(Raw records)
━━━━━━━━━━━━━━━━━━━━━━━━━━━━━━

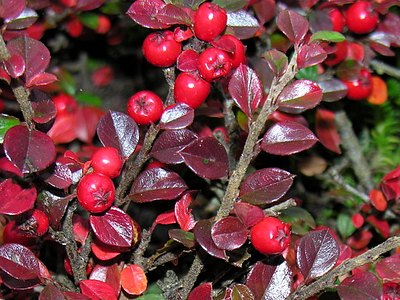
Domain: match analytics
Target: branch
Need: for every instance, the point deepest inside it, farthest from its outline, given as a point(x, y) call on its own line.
point(329, 279)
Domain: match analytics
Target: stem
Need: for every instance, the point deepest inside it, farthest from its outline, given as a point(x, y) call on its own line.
point(328, 280)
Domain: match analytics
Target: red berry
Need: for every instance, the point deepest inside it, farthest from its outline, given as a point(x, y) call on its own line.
point(361, 17)
point(360, 88)
point(209, 21)
point(145, 107)
point(270, 236)
point(96, 192)
point(161, 49)
point(107, 161)
point(214, 64)
point(191, 89)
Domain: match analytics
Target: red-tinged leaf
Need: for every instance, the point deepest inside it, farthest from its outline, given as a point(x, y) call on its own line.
point(229, 233)
point(177, 116)
point(133, 280)
point(114, 228)
point(145, 12)
point(15, 200)
point(167, 145)
point(245, 89)
point(326, 131)
point(241, 24)
point(388, 269)
point(317, 253)
point(187, 61)
point(203, 291)
point(157, 184)
point(97, 290)
point(270, 282)
point(206, 157)
point(361, 286)
point(248, 214)
point(310, 55)
point(293, 25)
point(118, 130)
point(183, 214)
point(265, 186)
point(299, 96)
point(202, 233)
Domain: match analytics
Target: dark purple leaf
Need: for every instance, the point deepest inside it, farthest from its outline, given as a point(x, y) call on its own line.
point(242, 24)
point(145, 12)
point(229, 233)
point(249, 214)
point(270, 282)
point(265, 186)
point(33, 152)
point(360, 286)
point(317, 253)
point(286, 138)
point(118, 130)
point(245, 89)
point(202, 233)
point(168, 144)
point(299, 96)
point(206, 157)
point(14, 199)
point(293, 25)
point(157, 184)
point(114, 228)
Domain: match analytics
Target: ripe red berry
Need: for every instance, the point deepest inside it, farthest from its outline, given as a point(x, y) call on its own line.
point(209, 21)
point(191, 89)
point(95, 192)
point(145, 107)
point(361, 87)
point(361, 17)
point(107, 161)
point(161, 49)
point(270, 236)
point(214, 63)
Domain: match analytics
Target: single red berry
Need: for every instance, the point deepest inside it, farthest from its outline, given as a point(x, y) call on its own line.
point(361, 17)
point(145, 107)
point(95, 192)
point(270, 236)
point(191, 89)
point(107, 161)
point(161, 49)
point(214, 63)
point(361, 87)
point(209, 21)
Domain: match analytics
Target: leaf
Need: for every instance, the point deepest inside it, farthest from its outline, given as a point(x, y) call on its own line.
point(118, 130)
point(202, 233)
point(293, 25)
point(157, 184)
point(317, 253)
point(178, 116)
point(245, 89)
point(167, 146)
point(133, 280)
point(206, 157)
point(327, 36)
point(286, 138)
point(6, 122)
point(265, 186)
point(360, 286)
point(270, 282)
point(34, 151)
point(114, 228)
point(229, 233)
point(299, 96)
point(326, 130)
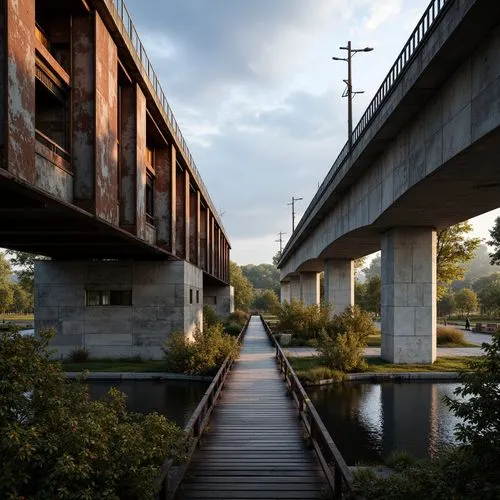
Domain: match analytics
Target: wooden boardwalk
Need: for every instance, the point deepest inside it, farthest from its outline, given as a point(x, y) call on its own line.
point(254, 447)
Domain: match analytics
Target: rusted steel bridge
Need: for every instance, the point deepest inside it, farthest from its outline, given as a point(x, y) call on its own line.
point(248, 440)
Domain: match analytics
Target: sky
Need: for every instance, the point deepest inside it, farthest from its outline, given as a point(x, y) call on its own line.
point(258, 97)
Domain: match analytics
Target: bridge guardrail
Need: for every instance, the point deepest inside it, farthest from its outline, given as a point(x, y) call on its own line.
point(171, 475)
point(423, 29)
point(337, 472)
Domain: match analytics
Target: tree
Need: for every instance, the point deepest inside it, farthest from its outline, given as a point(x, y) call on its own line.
point(266, 301)
point(243, 291)
point(263, 276)
point(454, 250)
point(58, 443)
point(495, 242)
point(466, 301)
point(26, 262)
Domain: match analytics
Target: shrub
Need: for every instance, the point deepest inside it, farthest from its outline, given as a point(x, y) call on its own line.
point(79, 355)
point(343, 344)
point(232, 329)
point(57, 443)
point(210, 317)
point(449, 335)
point(238, 317)
point(201, 356)
point(303, 322)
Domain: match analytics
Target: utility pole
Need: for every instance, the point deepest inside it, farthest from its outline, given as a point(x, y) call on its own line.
point(348, 92)
point(293, 211)
point(280, 234)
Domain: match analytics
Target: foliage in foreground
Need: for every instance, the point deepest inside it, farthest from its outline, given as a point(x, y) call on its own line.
point(203, 355)
point(57, 443)
point(342, 344)
point(468, 471)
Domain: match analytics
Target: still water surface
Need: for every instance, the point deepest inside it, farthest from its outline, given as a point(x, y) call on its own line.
point(177, 399)
point(368, 421)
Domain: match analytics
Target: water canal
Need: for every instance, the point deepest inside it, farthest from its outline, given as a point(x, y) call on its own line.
point(176, 399)
point(366, 420)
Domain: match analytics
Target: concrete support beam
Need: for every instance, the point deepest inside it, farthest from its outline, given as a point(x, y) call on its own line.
point(309, 288)
point(295, 287)
point(409, 295)
point(339, 284)
point(285, 292)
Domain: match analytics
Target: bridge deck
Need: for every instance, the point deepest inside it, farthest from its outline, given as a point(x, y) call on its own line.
point(254, 447)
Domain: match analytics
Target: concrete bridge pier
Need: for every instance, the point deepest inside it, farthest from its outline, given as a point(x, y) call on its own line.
point(285, 292)
point(309, 288)
point(408, 302)
point(295, 288)
point(339, 284)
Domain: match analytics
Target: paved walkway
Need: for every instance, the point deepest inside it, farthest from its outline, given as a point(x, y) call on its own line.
point(255, 446)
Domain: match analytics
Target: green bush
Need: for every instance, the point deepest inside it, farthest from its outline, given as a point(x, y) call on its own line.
point(58, 443)
point(449, 335)
point(210, 317)
point(238, 317)
point(79, 355)
point(203, 355)
point(232, 329)
point(303, 322)
point(342, 345)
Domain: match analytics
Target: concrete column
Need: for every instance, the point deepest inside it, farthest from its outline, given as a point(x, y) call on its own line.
point(285, 292)
point(309, 288)
point(409, 295)
point(294, 287)
point(339, 284)
point(221, 298)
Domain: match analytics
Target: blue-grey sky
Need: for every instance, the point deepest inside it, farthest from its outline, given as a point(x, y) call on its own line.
point(258, 98)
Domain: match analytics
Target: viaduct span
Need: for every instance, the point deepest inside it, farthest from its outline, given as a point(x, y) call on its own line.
point(95, 173)
point(424, 156)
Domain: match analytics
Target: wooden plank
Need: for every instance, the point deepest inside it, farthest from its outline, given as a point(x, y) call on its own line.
point(255, 447)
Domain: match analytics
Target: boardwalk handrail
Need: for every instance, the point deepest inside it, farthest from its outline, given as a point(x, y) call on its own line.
point(170, 475)
point(340, 478)
point(424, 28)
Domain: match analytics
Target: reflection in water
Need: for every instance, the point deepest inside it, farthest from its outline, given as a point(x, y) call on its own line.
point(177, 399)
point(368, 421)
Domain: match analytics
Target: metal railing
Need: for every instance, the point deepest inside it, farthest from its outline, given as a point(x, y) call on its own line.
point(53, 146)
point(337, 472)
point(171, 475)
point(424, 27)
point(131, 32)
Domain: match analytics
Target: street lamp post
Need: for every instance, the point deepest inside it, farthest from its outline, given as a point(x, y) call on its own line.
point(348, 92)
point(293, 211)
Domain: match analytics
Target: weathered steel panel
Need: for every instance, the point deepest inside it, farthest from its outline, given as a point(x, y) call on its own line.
point(141, 164)
point(163, 195)
point(128, 158)
point(194, 226)
point(83, 102)
point(21, 88)
point(106, 165)
point(203, 238)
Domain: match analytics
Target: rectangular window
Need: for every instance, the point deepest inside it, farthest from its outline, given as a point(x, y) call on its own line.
point(150, 198)
point(108, 298)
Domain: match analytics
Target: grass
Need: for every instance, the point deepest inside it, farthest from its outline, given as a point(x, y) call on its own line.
point(17, 317)
point(308, 367)
point(117, 365)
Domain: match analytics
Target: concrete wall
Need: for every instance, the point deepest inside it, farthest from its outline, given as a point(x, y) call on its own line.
point(221, 298)
point(161, 293)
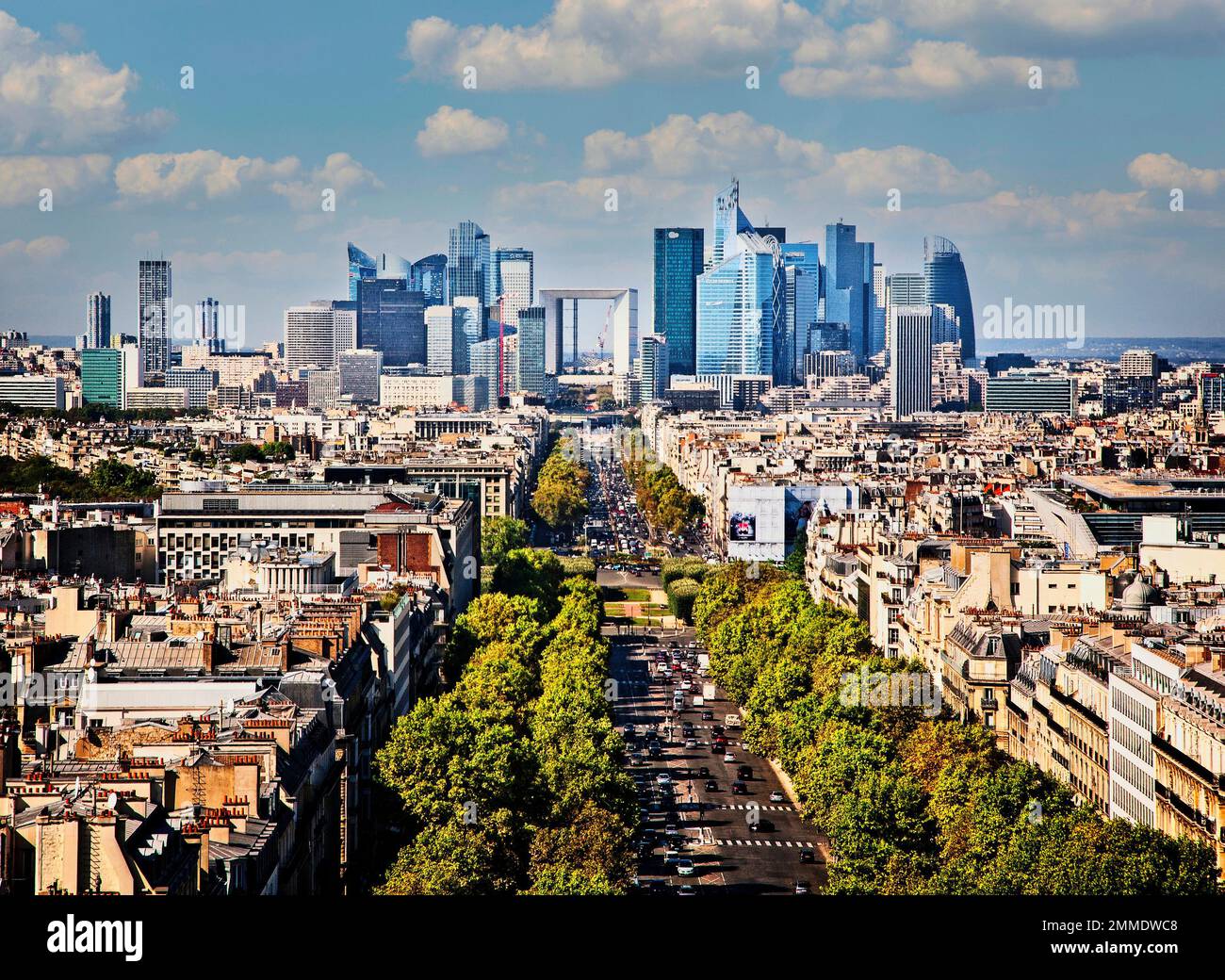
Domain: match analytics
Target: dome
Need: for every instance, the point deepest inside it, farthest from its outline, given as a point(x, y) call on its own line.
point(1139, 596)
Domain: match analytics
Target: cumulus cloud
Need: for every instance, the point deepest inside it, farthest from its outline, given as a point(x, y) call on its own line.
point(40, 249)
point(1165, 172)
point(926, 70)
point(24, 178)
point(53, 99)
point(451, 131)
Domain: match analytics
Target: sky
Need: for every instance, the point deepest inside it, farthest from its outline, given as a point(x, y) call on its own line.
point(1098, 182)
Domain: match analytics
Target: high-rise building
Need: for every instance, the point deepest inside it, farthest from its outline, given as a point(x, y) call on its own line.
point(653, 367)
point(391, 318)
point(740, 309)
point(468, 262)
point(318, 332)
point(944, 274)
point(362, 266)
point(849, 293)
point(531, 374)
point(446, 343)
point(514, 280)
point(97, 331)
point(358, 375)
point(909, 360)
point(429, 276)
point(208, 329)
point(678, 253)
point(154, 314)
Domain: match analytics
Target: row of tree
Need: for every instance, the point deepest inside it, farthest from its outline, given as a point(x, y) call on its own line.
point(662, 501)
point(913, 804)
point(513, 780)
point(109, 479)
point(560, 498)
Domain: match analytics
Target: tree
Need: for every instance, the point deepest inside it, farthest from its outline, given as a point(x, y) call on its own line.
point(501, 534)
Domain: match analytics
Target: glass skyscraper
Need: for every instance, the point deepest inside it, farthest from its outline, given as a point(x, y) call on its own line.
point(849, 293)
point(391, 318)
point(947, 283)
point(154, 314)
point(362, 266)
point(678, 253)
point(468, 262)
point(429, 276)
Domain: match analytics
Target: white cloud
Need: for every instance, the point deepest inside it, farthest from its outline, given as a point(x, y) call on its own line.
point(40, 249)
point(451, 131)
point(1165, 172)
point(53, 99)
point(24, 178)
point(926, 70)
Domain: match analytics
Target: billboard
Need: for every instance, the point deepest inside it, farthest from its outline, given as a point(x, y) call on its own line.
point(743, 527)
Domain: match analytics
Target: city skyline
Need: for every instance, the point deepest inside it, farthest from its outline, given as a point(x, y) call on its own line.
point(1053, 201)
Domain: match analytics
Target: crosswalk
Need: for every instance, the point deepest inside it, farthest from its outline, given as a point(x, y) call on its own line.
point(731, 843)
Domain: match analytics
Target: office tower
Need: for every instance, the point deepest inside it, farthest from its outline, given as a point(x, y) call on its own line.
point(514, 280)
point(318, 332)
point(531, 375)
point(470, 392)
point(393, 268)
point(391, 318)
point(468, 262)
point(446, 343)
point(208, 327)
point(910, 360)
point(653, 367)
point(97, 332)
point(154, 314)
point(1030, 391)
point(195, 381)
point(801, 270)
point(358, 375)
point(849, 292)
point(362, 266)
point(429, 276)
point(947, 283)
point(678, 265)
point(740, 310)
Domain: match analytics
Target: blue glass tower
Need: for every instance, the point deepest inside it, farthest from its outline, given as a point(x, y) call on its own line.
point(678, 253)
point(947, 283)
point(362, 266)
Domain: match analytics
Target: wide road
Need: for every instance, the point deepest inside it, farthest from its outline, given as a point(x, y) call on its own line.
point(711, 825)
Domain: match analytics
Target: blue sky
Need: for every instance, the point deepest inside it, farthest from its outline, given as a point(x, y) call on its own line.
point(1054, 195)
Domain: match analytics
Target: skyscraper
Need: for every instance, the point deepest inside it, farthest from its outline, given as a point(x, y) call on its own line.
point(468, 262)
point(678, 265)
point(429, 276)
point(391, 318)
point(154, 314)
point(97, 331)
point(946, 278)
point(362, 266)
point(531, 375)
point(514, 277)
point(849, 294)
point(910, 360)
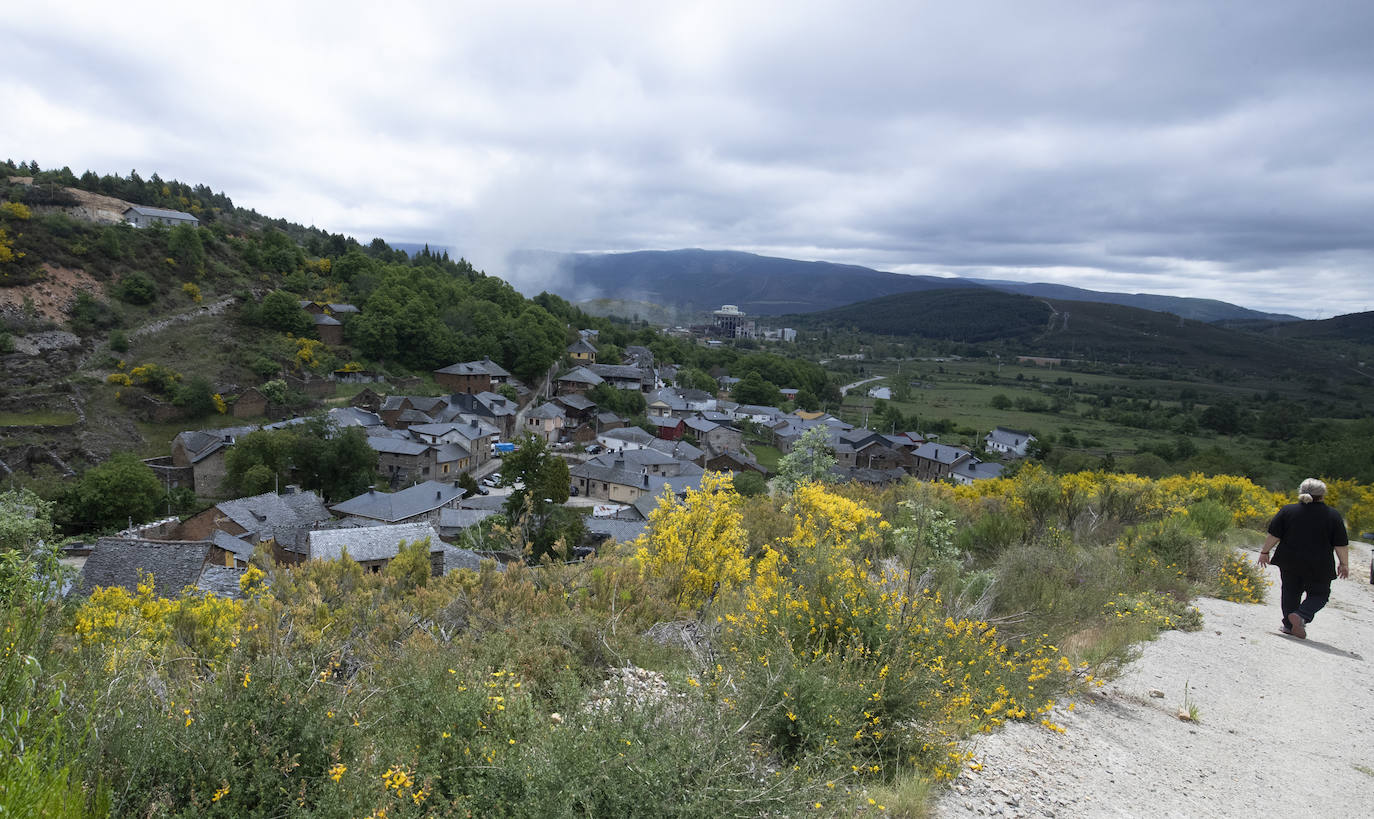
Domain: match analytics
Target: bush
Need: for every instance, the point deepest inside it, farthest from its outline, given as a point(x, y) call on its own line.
point(136, 287)
point(89, 315)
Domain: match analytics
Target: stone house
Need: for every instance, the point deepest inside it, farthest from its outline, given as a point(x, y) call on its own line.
point(471, 377)
point(1007, 443)
point(118, 561)
point(581, 352)
point(577, 379)
point(715, 437)
point(546, 421)
point(418, 503)
point(204, 452)
point(374, 547)
point(935, 462)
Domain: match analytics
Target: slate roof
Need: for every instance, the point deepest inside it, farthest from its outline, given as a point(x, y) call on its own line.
point(280, 517)
point(618, 371)
point(978, 470)
point(399, 506)
point(242, 548)
point(370, 543)
point(546, 411)
point(449, 452)
point(610, 474)
point(221, 581)
point(117, 561)
point(576, 401)
point(412, 417)
point(465, 558)
point(201, 444)
point(620, 531)
point(635, 458)
point(701, 425)
point(484, 367)
point(581, 375)
point(631, 434)
point(940, 452)
point(396, 445)
point(482, 502)
point(346, 417)
point(678, 450)
point(463, 518)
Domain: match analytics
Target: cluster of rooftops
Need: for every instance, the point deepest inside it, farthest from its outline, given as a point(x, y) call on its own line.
point(618, 467)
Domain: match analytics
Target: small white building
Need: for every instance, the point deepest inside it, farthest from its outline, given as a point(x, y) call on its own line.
point(1007, 441)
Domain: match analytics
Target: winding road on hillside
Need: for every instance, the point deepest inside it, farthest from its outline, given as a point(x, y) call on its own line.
point(1285, 726)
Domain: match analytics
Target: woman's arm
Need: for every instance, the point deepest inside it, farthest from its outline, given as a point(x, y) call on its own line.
point(1270, 542)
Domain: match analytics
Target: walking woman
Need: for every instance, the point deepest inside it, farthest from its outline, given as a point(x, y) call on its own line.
point(1307, 535)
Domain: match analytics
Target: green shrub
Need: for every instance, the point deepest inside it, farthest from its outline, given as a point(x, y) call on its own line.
point(136, 287)
point(1209, 518)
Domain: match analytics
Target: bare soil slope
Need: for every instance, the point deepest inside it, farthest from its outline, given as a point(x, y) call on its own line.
point(1286, 726)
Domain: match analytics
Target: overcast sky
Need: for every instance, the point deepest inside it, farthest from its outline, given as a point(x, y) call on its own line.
point(1219, 150)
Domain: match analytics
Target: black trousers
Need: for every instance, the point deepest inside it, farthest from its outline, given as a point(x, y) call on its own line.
point(1304, 592)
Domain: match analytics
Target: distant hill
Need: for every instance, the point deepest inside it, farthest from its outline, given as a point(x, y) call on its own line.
point(1068, 329)
point(1352, 327)
point(1198, 309)
point(700, 281)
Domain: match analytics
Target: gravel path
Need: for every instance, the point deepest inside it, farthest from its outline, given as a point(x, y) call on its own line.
point(1286, 726)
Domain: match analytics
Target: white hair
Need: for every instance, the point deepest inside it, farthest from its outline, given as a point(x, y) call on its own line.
point(1311, 489)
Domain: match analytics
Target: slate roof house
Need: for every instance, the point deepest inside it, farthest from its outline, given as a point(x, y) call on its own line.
point(625, 377)
point(496, 408)
point(471, 377)
point(577, 381)
point(418, 503)
point(374, 547)
point(623, 483)
point(117, 561)
point(976, 470)
point(546, 421)
point(237, 526)
point(1007, 441)
point(935, 462)
point(204, 452)
point(583, 352)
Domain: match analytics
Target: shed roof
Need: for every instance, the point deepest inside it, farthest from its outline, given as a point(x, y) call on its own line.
point(117, 561)
point(370, 543)
point(399, 506)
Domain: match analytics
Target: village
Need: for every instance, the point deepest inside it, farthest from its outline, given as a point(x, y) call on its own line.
point(438, 462)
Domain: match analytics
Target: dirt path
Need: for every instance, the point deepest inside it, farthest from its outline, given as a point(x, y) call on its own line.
point(1286, 726)
point(845, 389)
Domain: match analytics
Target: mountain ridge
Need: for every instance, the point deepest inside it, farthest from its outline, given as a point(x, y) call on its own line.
point(701, 281)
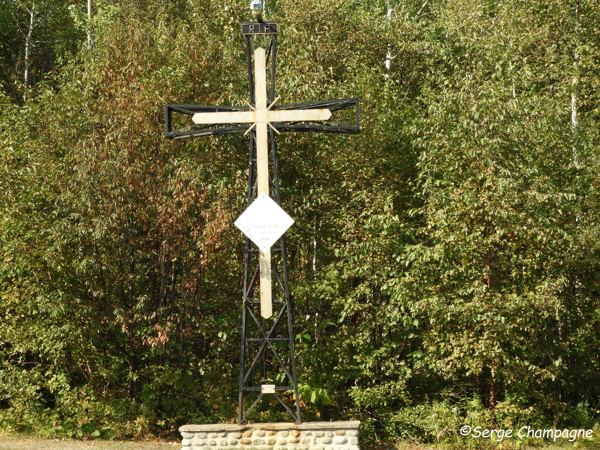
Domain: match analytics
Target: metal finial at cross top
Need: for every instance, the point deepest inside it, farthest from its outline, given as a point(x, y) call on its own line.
point(262, 119)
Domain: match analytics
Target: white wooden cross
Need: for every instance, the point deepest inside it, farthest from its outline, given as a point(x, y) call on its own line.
point(262, 117)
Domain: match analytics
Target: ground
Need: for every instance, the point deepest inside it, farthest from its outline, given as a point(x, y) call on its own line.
point(28, 443)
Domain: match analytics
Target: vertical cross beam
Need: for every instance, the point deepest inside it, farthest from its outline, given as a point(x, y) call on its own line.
point(262, 174)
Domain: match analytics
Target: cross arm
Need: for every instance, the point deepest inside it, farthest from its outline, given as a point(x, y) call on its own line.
point(198, 130)
point(325, 127)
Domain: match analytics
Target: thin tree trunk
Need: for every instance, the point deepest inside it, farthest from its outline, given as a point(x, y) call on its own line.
point(89, 24)
point(574, 83)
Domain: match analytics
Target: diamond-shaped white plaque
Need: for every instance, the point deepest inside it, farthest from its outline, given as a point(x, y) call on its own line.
point(264, 222)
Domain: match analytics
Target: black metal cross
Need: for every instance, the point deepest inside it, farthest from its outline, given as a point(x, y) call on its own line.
point(278, 337)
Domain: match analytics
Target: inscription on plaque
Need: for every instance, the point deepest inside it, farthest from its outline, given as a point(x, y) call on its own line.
point(259, 28)
point(264, 222)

━━━━━━━━━━━━━━━━━━━━━━━━━━━━━━

Rewrite the records from their start through the line holding "point(328, 280)", inclusive, and nothing beyond that line. Shift every answer coordinate up by 8, keep the requests as they are, and leave the pictures out.

Domain: match analytics
Target: branch
Need: for every instance, the point deepest inside it, farthest from its outline, given as a point(x, y) call on its own line.
point(337, 287)
Domain: match analytics
Target: stem
Need: for every instance, the point deepest inside it, farthest from its outline, given as a point(x, y) call on its own line.
point(336, 288)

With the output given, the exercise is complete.